## Problem
Using the retweet prediction text below, mark each statement yes or no depending on whether it agrees with the text. Back each answer with the deciding words of the text, quoted exactly.
1. A recent study found that positive sentiment led to more retweets during natural disasters.
2. Tweet content features proved more significant than author features.
3. All three types of features related to retweet prediction are available in Twitter API.

## Study text
================
4.5 Comparison with other works

The comparison of proposed work is given in Table 15. The highlight of the proposed work is feature set proposed have low complexity in implementation.

Table 15 Comparison with recent works on information sharing techniques

5 Conclusions and future work

In this paper, an attempt is made to understand the point of view of a user as information processing node and the role of user profiles on Twitter to predict retweets. The criteria of using only Twitter API as the data source and less number of features provides a unique way of looking at the problem of retweet prediction. The Twitter API is the most common method for data collection from Twitter which makes it a natural choice for creating reproducible research work.

The manually coded features or creating new features using complex algorithms reduces the chances of scaling up and replication for other scenarios. In a recent study [10], it is found that a positive sentiment result in more retweets during natural disasters. However, previous studies [29] have found that negative sentiment increased retweets in the election campaign. In two different domains, same feature resulted in different outcomes. This is an example that some complex features are not good for domain-independent, very large scale fast data processing.

The contribution of this paper is the effort of reducing complexity and the computational requirement for big data analysis of social media data. The ability to use only numerical features is a very fast, scalable, and feasible solution. Two out of three types of features related to retweet prediction are available in Twitter API, from which author features proved to be more significant than tweet content features. The combination of both features produced the best results.
================
## Provided data
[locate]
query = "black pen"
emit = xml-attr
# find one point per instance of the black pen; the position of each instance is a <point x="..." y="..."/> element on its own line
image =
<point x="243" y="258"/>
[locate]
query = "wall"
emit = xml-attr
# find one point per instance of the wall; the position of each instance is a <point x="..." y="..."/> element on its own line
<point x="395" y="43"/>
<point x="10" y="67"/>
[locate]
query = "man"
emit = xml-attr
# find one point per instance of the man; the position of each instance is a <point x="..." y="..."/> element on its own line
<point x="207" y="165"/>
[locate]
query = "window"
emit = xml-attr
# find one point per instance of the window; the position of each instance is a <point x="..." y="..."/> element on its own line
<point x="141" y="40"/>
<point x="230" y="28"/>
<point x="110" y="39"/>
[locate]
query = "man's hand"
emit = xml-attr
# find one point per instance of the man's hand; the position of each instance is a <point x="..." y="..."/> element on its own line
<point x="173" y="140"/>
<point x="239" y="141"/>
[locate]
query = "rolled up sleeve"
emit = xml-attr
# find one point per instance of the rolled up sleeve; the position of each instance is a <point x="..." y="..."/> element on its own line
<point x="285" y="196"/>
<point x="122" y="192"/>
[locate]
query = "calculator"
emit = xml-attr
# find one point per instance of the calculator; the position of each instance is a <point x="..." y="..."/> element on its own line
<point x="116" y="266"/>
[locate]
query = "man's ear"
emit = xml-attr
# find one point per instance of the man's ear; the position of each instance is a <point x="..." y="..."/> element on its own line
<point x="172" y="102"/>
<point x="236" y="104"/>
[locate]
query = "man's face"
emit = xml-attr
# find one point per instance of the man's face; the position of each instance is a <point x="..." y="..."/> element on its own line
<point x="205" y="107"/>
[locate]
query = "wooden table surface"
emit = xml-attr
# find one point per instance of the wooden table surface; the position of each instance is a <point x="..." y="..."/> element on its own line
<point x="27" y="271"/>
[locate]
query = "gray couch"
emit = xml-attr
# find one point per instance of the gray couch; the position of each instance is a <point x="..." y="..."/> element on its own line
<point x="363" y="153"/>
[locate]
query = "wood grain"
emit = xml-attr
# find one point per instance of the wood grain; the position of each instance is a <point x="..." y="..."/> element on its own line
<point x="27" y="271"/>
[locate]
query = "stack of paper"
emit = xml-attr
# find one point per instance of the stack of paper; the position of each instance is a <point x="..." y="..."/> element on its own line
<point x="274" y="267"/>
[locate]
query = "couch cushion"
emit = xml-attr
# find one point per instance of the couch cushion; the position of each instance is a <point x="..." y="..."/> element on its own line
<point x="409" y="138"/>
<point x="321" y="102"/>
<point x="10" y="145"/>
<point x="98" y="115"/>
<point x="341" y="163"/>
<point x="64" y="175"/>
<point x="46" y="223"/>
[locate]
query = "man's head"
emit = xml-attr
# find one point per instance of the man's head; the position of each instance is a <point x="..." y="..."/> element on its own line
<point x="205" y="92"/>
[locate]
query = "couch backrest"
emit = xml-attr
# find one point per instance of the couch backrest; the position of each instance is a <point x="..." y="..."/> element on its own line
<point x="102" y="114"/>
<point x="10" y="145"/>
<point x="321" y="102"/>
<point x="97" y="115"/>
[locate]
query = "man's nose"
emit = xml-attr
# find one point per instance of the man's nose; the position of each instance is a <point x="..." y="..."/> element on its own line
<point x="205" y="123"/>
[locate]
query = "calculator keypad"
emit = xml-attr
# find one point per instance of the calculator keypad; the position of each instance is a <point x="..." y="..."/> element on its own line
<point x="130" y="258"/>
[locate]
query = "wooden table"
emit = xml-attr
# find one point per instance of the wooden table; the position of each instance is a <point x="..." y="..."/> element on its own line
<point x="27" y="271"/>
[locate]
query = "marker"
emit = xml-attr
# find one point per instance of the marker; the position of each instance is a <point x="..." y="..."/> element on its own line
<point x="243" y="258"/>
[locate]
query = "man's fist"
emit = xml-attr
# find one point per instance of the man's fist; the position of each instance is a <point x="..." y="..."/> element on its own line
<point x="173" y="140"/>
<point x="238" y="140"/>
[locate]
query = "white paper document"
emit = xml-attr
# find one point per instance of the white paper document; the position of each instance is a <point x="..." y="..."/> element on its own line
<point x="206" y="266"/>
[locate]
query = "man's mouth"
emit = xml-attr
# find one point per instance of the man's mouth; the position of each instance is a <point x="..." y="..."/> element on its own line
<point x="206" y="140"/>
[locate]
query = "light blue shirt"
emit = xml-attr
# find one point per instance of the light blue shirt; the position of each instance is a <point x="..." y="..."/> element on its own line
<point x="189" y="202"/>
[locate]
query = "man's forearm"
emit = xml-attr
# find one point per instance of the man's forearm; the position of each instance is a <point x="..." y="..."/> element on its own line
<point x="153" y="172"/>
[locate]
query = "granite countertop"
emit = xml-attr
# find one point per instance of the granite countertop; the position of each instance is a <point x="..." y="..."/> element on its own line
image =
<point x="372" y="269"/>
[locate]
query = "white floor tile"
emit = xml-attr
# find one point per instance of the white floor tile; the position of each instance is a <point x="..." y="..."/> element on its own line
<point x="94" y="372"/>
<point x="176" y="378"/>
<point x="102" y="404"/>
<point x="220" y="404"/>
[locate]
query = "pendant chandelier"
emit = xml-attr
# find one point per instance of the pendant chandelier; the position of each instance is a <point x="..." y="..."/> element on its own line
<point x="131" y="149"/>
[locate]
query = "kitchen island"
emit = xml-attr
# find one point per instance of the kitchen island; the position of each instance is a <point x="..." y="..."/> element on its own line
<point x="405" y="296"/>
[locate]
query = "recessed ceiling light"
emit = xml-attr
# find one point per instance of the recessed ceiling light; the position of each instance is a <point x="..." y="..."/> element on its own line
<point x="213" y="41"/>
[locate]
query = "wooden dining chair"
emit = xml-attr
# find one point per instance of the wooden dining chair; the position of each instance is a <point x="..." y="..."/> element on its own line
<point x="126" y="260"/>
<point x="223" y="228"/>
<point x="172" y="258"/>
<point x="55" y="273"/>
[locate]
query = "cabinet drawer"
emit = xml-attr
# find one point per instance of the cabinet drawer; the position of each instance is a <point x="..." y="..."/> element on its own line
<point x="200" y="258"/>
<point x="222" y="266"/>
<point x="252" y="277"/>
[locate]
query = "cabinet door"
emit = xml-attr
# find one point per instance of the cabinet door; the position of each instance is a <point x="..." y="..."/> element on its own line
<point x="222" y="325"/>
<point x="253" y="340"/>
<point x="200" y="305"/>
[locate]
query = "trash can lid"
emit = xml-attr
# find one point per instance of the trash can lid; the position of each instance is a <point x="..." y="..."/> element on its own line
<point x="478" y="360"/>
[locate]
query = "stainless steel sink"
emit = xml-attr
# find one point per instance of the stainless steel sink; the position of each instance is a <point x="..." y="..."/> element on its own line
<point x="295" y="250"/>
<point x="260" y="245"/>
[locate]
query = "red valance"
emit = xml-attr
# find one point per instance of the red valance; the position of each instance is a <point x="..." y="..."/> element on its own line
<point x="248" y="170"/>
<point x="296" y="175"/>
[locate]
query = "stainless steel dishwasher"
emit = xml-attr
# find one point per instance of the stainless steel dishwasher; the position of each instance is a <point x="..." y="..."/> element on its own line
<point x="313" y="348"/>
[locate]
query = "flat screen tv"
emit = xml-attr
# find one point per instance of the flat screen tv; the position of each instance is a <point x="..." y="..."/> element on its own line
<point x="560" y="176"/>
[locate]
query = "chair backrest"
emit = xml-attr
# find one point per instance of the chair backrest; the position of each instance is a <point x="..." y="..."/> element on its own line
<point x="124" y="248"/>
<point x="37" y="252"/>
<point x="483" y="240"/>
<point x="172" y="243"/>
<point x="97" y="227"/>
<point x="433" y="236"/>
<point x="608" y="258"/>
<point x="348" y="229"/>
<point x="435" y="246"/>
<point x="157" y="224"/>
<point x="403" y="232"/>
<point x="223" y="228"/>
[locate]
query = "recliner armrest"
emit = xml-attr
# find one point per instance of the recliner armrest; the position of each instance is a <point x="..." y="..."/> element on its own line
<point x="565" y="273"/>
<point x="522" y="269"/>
================
## Answer area
1. Yes: "In a recent study [10], it is found that a positive sentiment result in more retweets during natural disasters."
2. No: "author features proved to be more significant than tweet content features."
3. No: "Two out of three types of features related to retweet prediction are available in Twitter API"